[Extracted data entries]
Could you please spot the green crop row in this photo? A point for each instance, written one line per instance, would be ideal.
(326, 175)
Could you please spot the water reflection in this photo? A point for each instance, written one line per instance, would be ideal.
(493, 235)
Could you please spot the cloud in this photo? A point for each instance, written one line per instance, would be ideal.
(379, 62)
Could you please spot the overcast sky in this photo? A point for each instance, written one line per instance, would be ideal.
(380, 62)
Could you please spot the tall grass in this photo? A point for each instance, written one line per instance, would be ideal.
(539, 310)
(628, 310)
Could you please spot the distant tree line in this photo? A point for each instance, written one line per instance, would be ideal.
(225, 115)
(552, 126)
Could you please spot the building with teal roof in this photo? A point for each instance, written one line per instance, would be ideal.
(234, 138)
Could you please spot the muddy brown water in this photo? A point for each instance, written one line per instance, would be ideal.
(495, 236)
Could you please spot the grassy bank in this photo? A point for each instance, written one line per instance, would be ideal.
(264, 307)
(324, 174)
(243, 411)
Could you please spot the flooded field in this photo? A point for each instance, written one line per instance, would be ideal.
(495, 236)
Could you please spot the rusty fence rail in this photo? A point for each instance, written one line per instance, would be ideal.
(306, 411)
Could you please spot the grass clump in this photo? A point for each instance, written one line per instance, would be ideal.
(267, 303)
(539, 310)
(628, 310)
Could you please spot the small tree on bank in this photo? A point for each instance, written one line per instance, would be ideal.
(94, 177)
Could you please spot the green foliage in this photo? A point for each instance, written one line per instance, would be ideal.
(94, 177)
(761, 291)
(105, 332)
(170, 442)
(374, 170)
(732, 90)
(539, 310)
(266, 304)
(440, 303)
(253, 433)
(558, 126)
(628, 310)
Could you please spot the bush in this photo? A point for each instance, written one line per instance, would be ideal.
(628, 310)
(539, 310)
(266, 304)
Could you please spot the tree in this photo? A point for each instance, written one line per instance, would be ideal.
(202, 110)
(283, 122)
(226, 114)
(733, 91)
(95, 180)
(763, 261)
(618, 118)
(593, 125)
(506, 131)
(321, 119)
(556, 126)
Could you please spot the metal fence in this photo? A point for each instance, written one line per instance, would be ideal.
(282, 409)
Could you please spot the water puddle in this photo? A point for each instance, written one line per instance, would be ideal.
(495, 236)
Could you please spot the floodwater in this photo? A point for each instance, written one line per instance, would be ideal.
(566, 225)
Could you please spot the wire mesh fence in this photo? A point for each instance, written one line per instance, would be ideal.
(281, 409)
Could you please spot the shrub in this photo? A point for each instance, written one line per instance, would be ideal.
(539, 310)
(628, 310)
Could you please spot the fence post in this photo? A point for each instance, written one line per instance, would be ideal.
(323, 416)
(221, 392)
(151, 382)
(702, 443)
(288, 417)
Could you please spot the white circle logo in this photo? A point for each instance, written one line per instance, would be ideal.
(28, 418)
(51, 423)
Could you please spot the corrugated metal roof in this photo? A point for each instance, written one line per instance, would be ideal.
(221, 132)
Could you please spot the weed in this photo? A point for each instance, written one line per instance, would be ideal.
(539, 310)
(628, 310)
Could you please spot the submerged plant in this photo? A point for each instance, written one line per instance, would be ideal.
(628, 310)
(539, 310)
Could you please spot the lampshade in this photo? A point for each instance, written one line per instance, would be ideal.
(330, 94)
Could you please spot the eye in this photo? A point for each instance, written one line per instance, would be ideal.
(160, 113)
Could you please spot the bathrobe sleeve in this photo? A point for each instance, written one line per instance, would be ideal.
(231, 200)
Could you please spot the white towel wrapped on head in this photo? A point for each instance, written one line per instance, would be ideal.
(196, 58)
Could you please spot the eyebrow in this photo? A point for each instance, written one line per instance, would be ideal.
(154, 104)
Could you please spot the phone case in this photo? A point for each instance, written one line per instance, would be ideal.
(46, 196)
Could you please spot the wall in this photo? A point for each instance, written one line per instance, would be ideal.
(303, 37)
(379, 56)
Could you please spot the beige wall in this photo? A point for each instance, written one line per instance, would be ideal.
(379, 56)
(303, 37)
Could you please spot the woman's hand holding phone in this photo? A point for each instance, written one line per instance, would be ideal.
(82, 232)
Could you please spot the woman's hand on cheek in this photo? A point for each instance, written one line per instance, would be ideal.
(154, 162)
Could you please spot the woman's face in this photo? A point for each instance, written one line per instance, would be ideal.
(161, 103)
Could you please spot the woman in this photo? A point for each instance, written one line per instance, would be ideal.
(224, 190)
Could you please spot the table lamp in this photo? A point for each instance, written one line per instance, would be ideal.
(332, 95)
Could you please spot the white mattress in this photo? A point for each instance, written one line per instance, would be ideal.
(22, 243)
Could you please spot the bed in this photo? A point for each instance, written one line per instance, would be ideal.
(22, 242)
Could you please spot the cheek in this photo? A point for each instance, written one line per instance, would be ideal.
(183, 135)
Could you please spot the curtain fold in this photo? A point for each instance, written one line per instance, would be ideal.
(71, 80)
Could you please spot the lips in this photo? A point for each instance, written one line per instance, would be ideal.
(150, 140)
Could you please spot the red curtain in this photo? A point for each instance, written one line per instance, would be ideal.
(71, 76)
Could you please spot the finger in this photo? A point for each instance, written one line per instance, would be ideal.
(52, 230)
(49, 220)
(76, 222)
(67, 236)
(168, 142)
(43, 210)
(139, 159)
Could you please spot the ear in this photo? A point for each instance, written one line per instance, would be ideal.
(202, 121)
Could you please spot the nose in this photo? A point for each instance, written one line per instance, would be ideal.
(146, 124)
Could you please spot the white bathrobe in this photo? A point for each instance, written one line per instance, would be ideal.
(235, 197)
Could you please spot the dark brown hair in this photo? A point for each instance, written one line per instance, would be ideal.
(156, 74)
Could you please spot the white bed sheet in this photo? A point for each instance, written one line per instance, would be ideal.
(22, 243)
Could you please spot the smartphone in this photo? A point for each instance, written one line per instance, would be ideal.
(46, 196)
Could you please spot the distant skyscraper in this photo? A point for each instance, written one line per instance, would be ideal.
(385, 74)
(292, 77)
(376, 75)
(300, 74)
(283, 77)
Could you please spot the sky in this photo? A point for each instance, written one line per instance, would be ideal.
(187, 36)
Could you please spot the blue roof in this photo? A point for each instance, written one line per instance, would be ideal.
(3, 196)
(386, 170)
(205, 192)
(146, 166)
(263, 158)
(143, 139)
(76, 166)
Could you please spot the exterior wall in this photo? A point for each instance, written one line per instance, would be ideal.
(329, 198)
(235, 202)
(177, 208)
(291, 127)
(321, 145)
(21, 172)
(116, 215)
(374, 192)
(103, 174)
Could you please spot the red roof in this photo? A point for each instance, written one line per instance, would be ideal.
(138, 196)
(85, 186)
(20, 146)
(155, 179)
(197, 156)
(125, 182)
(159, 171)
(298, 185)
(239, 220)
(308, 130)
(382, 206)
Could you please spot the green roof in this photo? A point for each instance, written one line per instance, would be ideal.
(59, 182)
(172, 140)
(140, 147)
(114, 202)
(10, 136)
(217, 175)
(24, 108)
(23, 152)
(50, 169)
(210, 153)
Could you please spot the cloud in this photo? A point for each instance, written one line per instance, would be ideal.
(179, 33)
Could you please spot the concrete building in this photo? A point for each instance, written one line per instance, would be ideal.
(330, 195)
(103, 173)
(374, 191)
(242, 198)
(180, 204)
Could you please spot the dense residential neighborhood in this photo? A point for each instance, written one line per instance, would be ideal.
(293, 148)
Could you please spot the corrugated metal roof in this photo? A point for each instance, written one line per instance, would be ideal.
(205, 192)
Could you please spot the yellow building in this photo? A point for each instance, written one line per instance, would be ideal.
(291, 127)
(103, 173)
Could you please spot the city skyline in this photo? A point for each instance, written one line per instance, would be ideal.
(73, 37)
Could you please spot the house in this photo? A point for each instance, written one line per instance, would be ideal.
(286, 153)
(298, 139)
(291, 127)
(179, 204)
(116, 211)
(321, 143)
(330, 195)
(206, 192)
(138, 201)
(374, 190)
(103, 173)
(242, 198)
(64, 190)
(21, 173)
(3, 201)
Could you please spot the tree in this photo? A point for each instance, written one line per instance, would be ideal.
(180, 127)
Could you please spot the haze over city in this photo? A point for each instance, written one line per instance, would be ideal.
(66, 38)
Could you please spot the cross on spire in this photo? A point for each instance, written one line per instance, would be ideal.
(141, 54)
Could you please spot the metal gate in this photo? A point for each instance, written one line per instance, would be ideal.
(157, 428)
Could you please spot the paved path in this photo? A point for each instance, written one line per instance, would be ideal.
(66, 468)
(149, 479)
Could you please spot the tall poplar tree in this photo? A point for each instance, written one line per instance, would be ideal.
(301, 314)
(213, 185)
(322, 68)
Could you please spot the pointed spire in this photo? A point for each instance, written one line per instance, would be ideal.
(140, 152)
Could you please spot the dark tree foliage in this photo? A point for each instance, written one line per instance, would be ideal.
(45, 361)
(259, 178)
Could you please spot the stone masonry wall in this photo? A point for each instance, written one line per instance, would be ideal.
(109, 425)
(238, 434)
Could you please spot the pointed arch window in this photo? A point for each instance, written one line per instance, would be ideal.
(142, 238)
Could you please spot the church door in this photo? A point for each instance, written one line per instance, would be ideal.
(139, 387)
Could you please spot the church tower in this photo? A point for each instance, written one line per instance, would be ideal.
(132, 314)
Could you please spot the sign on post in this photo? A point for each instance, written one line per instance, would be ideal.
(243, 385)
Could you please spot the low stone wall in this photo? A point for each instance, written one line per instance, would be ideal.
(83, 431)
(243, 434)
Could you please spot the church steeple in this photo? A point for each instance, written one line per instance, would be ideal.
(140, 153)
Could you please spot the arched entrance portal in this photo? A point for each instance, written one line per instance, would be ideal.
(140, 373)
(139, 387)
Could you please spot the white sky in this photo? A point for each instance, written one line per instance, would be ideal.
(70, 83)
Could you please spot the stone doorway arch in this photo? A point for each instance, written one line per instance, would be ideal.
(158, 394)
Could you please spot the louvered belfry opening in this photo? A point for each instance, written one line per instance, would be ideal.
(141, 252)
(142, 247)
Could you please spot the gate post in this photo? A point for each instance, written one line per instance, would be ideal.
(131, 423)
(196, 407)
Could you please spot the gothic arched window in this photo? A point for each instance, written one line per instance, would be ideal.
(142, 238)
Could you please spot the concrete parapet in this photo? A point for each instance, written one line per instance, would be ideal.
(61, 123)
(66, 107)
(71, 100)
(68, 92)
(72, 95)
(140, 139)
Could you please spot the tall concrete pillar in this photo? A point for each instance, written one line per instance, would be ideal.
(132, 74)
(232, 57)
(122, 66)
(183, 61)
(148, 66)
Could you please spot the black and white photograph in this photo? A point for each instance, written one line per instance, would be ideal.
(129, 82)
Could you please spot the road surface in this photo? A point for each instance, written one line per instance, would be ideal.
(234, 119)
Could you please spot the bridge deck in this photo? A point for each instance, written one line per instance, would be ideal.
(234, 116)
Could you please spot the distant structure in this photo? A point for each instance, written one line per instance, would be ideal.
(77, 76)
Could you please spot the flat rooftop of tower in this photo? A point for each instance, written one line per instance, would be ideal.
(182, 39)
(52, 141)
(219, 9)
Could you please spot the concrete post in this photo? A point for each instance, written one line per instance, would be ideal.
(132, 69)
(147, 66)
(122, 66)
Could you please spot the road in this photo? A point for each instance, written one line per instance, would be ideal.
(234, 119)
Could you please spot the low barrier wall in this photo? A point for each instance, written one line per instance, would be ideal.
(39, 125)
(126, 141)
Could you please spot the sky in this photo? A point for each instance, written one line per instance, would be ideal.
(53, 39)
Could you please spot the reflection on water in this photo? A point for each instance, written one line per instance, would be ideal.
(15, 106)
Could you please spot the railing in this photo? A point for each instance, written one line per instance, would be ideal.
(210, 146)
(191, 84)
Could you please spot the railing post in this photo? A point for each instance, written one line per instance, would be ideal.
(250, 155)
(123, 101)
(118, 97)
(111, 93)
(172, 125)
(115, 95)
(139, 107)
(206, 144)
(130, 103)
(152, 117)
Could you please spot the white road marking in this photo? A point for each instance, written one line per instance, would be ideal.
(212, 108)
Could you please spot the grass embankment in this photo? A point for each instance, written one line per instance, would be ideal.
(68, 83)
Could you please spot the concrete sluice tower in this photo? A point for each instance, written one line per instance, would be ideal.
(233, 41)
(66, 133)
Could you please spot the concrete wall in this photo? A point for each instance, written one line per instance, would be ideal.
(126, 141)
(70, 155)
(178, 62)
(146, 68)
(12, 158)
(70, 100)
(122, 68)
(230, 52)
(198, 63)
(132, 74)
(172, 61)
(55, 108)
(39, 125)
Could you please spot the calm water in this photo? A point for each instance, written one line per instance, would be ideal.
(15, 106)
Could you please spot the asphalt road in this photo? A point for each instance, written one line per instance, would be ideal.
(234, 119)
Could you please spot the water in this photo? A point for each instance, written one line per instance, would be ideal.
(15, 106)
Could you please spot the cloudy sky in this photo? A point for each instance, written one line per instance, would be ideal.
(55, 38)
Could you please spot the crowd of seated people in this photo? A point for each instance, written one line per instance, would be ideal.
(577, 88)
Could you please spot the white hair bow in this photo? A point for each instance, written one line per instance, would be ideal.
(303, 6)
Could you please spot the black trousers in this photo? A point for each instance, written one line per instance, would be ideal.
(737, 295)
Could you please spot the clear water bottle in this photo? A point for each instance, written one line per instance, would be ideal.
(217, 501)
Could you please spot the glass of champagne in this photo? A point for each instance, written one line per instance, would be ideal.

• _YOUR INSTRUCTIONS_
Copy out the items from the line containing "Could you please spot the black trousers" through the last line of the items, keeping every request and adding 82 to each coordinate in the answers.

• _ANSWER BELOW_
Could you please spot the black trousers in this photo? A point for each instance, written one line per instance, would be ideal.
(819, 377)
Could you please spot the clear water bottle in this photo? A point for each instance, written one line per instance, would be ideal.
(299, 583)
Could you please spot the glass of champagne in this photo? A point for each instance, written one line per instance, would be ideal.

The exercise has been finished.